— Begin —

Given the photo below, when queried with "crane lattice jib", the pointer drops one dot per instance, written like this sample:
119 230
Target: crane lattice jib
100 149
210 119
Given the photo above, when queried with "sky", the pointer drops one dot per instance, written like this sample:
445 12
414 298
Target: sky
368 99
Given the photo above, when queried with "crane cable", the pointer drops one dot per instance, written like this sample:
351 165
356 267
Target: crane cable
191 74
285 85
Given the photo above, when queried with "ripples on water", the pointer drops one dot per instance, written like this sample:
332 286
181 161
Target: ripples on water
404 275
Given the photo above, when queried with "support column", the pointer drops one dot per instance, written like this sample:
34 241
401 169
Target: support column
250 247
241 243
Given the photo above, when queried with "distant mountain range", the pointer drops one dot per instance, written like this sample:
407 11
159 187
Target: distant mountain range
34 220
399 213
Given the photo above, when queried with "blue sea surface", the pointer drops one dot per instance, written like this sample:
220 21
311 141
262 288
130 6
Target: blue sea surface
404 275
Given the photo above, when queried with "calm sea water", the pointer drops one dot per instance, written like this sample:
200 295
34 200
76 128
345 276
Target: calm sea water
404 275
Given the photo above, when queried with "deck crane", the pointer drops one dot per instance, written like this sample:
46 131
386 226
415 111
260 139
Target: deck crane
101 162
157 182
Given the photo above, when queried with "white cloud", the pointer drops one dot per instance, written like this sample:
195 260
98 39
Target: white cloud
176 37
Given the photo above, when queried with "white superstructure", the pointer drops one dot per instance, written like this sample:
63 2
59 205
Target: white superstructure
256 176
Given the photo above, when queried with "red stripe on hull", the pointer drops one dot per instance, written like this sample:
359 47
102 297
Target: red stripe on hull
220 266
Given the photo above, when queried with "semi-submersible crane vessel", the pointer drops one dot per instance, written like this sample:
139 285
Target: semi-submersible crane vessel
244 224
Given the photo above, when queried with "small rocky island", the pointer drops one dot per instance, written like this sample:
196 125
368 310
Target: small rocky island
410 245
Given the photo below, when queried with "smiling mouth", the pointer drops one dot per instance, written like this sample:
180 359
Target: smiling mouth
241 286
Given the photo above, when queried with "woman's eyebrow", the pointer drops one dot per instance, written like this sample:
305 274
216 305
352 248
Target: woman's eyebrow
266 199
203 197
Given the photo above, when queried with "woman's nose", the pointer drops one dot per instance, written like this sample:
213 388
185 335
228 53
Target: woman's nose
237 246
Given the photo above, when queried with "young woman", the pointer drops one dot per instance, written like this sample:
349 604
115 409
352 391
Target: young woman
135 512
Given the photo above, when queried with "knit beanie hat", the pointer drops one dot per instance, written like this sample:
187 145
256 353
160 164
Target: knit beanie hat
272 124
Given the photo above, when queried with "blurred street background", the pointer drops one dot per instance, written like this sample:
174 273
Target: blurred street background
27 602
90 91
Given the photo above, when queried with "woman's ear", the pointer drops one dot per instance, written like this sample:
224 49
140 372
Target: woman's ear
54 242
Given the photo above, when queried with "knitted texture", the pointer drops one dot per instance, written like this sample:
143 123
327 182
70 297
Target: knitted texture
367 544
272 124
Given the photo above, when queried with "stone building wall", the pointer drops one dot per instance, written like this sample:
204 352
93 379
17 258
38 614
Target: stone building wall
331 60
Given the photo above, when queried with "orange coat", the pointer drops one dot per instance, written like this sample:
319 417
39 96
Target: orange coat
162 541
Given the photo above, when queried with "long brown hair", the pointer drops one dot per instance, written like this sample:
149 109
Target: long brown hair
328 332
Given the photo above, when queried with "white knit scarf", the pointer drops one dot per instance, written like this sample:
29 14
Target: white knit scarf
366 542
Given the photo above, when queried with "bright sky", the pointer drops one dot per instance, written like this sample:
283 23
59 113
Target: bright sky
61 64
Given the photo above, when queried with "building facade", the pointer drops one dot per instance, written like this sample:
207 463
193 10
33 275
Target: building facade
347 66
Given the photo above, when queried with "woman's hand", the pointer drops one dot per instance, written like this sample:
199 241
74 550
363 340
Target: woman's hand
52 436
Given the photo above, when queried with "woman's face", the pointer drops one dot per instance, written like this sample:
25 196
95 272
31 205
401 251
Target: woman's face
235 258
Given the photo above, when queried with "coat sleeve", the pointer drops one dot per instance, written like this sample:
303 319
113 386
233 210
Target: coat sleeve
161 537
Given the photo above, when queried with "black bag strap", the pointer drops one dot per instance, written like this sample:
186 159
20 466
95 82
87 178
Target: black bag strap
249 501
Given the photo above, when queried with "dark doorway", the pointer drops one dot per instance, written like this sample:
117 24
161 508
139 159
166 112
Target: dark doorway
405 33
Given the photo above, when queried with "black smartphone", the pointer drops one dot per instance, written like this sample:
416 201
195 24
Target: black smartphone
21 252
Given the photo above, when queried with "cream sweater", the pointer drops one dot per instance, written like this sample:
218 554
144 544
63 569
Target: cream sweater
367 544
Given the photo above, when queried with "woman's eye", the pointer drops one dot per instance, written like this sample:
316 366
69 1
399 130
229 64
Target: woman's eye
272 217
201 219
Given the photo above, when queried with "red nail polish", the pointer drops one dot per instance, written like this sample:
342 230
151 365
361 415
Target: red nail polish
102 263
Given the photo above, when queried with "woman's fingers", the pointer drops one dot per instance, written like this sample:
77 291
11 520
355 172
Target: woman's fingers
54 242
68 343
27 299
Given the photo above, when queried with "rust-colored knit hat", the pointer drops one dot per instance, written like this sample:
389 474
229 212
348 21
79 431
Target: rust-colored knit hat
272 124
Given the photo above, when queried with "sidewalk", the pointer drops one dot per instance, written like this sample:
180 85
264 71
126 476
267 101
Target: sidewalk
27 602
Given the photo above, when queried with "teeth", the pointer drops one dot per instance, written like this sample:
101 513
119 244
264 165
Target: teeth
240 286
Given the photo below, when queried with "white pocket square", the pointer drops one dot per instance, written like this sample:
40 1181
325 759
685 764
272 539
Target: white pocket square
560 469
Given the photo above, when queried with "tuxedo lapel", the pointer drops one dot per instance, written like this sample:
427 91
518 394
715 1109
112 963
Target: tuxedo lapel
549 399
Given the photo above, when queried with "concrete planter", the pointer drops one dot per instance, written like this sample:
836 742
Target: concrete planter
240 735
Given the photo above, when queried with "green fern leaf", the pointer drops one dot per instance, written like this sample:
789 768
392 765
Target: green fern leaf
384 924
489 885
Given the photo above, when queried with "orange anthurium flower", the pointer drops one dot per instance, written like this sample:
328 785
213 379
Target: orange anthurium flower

— End —

◆ Task ◆
Extract every line of the data above that contains the word "strap".

◆ The solution ◆
Given the photo above, when queried with "black bag strap", the pointer drops one dot per instance, written like this sample:
Target: black bag strap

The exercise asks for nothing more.